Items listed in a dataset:
· · · · · · ·

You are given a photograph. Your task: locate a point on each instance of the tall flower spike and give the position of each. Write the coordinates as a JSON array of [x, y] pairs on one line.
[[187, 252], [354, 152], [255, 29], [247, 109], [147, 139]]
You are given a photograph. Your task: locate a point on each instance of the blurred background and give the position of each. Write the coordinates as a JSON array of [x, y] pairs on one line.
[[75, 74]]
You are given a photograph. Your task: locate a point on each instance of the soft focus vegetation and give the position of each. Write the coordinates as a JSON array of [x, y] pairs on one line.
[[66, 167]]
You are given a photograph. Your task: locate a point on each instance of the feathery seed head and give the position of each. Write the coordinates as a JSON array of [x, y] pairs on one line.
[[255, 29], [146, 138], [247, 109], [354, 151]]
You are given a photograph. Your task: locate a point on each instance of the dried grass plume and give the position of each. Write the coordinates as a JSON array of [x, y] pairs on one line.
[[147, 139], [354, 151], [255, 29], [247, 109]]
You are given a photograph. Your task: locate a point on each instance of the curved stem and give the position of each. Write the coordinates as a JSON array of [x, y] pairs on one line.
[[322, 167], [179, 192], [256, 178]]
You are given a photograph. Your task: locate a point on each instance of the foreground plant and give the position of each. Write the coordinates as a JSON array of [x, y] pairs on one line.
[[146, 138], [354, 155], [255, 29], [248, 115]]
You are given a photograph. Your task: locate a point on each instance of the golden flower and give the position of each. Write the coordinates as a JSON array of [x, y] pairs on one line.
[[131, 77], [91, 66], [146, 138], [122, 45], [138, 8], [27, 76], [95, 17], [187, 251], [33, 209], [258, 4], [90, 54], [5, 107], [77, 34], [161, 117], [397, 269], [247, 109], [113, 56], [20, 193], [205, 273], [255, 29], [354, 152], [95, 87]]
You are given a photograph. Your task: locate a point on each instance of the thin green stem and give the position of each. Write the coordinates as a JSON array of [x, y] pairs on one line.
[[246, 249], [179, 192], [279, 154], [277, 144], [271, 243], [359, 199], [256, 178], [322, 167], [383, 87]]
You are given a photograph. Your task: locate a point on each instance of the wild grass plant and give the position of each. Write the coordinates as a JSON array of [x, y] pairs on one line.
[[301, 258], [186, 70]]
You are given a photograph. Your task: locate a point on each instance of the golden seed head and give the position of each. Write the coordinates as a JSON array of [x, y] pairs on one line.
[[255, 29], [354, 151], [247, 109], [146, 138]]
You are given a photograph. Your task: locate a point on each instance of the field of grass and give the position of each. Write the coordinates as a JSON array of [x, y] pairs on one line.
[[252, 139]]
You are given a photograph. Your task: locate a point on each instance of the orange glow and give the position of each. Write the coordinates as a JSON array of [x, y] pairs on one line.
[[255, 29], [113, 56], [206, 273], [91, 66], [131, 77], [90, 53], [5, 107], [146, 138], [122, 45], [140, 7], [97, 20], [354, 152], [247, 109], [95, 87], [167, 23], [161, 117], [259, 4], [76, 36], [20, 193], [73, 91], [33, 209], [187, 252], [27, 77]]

· · · · · · ·

#### Exercise instructions:
The data given before this task must be transcribed exactly and in full.

#### Task solution:
You are given a photograph. Your task: locate a point on each instance of the tall flower spike and give the position of each. Write the coordinates as a JSON array of [x, y] pairs on one line.
[[187, 252], [354, 152], [255, 29], [247, 109], [147, 139]]
You are given a photograph. Your task: locate a point on each instance of the blurred background and give the position of each. Write the coordinates as a JSON array of [x, y] pairs on one line.
[[75, 74]]
You are given a photograph. Your task: locate a point on each instance of the soft focus vegetation and give the position of each. Write the coordinates as a JSON array of [x, y] pairs on one line.
[[66, 167]]
You are given a photograph. Your task: locate a point on each instance of the feathery seed head and give the position of each. Write the coordinates as a JSON array of [x, y] pairs on one line.
[[255, 29], [146, 138], [247, 109], [354, 151]]
You are given a photograph. Your task: locate a point on each instance of the dried grass plume and give the position of each. Write the coordinates as a JSON array of [x, y] pairs on one line.
[[147, 139], [354, 151], [255, 29], [247, 109]]
You are given a photograph. Your task: locate a point on each instance of the curved stem and give the position of each. Write the coordinates as a JSON array of [x, y] pairs on one line.
[[322, 167], [179, 192], [256, 178]]
You are given a photograph. Your task: locate a point on each instance of the foreground plant and give the position of each. Write the coordinates as a JSON array of [x, y] pairs on one line.
[[146, 138], [354, 155], [255, 29], [248, 115]]
You are given a photograph. Your task: locate a point on each instance of the golden flower and give the position of each. Write the coordinates as a JSON array of [x, y] pairs on one line.
[[131, 77], [91, 66], [146, 138], [122, 45], [138, 8], [27, 76], [95, 17], [187, 251], [33, 209], [258, 4], [90, 54], [5, 107], [77, 34], [161, 117], [397, 269], [247, 109], [113, 56], [20, 193], [205, 273], [255, 29], [354, 152], [95, 87]]
You are given a photograph. Your task: locate a point on each instance of the thin green stem and give the position of each. Write the coordinates as a JSON array of [x, y] pairs on one line.
[[246, 249], [179, 192], [279, 154], [277, 144], [271, 243], [359, 199], [256, 178], [322, 167], [383, 87]]
You are given a photograph. Your task: locate a point on each instance of the wild grass plant and give the position of each. Write the coordinates as a JSON array of [x, y] pairs on one line.
[[301, 258], [186, 70]]
You are given a photograph. Your task: locate a point on each instance of the golden seed head and give the position of each. Write the coordinates as a JSON array of [x, y] pairs on one line.
[[255, 29], [354, 151], [247, 109], [146, 138]]
You are given a photograph. Your task: locate a point on each instance of the field of grass and give the position of each. Write the coordinates as a JSON array of [x, y] pairs on one line.
[[252, 139]]
You are given a photograph. Your task: locate a point on each instance of the orange glow and give the position of each. Write the coordinates as a JSON array of [x, y] pairs on one line.
[[255, 29], [113, 56], [206, 273], [91, 66], [131, 77], [90, 53], [5, 107], [146, 138], [122, 45], [140, 7], [97, 20], [354, 152], [247, 109], [95, 87], [167, 23], [161, 117], [259, 4], [76, 36], [20, 193], [73, 91], [33, 209], [187, 252], [27, 77]]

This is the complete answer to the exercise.